ADAV: Lassalle und die Gewerkschaften

Wegweisend für die Entwicklung der Sozialdemokratie ist die Gründung des Allgemeinen Deutschen Arbeitervereins (ADAV) unter der Führung von Ferdinand Lassalle am 23. Mai 1863 in Leipzig.

In seiner Programmschrift, dem „Offnen Antwortschreiben” an das Zentralkomitee zur Berufung eines allgemeinen deutschen Arbeiterkongresses zu Leipzig vom 1. März 1863, entwirft er nicht nur ein scharfes Bild der elenden Gegenwartslage, sondern weist zugleich den Weg in eine bessere Zukunft. Gleiches Wahlrecht und Produktivassoziationen mit Staatshilfe sind die Schlüsselworte dieses Konzepts, in dem die Gewerkschaften keinen Platz haben.

=== AUFGABE 1 ===
Beantworte anhand des Textauszugs über den ADAV folgende Fragen:
(a) An welchem Tag und in welcher Stadt wurde der ADAV gegründet?
(b) Von welchem Datum ist das „Offne Antwortschreiben“?
(c) Welche Schlüsselworte nennt der Textauszug für Lassalles Konzept?
=== AUFGABE 2 ===
Schreibe die Einträge von der Zeile, die „For every instance of the chair back“ enthält, bis einschließlich zum Ende der Einträge unverändert ab.

=== EINTRÄGE ZUR AUFGABE ===
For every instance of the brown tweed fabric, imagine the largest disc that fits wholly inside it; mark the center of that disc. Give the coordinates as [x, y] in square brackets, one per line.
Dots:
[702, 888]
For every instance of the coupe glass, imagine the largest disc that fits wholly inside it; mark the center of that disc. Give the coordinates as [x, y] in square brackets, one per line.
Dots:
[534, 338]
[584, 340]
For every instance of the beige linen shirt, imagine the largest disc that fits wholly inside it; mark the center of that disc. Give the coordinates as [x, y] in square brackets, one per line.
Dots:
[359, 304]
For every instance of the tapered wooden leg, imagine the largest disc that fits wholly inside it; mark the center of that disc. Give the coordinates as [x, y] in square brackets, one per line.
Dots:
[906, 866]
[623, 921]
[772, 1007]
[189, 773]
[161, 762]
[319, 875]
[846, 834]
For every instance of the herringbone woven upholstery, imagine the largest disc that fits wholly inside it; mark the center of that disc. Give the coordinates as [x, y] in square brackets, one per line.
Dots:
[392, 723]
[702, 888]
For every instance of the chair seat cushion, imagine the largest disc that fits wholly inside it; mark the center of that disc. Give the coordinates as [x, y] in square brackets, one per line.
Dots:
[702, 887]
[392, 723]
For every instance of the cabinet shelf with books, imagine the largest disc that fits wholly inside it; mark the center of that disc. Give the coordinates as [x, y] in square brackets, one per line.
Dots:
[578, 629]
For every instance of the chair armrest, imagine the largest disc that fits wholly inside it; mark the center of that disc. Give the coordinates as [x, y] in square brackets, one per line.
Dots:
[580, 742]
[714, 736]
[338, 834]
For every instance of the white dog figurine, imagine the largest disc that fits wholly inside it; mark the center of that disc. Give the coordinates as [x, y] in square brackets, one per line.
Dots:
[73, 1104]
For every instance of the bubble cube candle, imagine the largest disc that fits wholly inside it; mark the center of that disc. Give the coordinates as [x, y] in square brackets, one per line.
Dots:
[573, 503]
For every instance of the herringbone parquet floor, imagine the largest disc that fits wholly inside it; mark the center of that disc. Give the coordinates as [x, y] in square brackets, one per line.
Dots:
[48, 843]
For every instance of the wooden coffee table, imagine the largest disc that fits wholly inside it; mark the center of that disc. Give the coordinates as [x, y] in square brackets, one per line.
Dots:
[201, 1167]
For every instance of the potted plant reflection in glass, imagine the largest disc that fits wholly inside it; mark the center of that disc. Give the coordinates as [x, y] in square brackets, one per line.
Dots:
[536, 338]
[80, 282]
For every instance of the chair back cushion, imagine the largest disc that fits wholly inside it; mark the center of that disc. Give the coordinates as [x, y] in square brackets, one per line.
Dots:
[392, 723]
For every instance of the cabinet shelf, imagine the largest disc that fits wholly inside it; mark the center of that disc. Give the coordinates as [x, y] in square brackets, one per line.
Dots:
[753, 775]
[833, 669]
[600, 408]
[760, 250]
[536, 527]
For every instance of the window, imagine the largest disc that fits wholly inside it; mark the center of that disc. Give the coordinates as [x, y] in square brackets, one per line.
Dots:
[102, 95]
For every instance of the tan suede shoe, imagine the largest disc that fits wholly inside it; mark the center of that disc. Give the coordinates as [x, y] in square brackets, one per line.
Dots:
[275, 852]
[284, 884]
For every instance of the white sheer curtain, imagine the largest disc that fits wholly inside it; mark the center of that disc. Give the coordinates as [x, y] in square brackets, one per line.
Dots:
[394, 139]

=== MUSTERLÖSUNG 1 ===
(a) Am 23. Mai 1863 in Leipzig.
(b) Vom 1. März 1863.
(c) Gleiches Wahlrecht und Produktivassoziationen mit Staatshilfe.

=== MUSTERLÖSUNG 2 ===
For every instance of the chair back cushion, imagine the largest disc that fits wholly inside it; mark the center of that disc. Give the coordinates as [x, y] in square brackets, one per line.
Dots:
[392, 723]
For every instance of the cabinet shelf, imagine the largest disc that fits wholly inside it; mark the center of that disc. Give the coordinates as [x, y] in square brackets, one per line.
Dots:
[753, 775]
[833, 669]
[600, 408]
[760, 250]
[536, 527]
For every instance of the window, imagine the largest disc that fits wholly inside it; mark the center of that disc. Give the coordinates as [x, y] in square brackets, one per line.
Dots:
[102, 95]
For every instance of the tan suede shoe, imagine the largest disc that fits wholly inside it; mark the center of that disc. Give the coordinates as [x, y] in square brackets, one per line.
Dots:
[275, 852]
[284, 884]
For every instance of the white sheer curtain, imagine the largest disc that fits wholly inside it; mark the center of that disc. Give the coordinates as [x, y] in square brackets, one per line.
Dots:
[394, 139]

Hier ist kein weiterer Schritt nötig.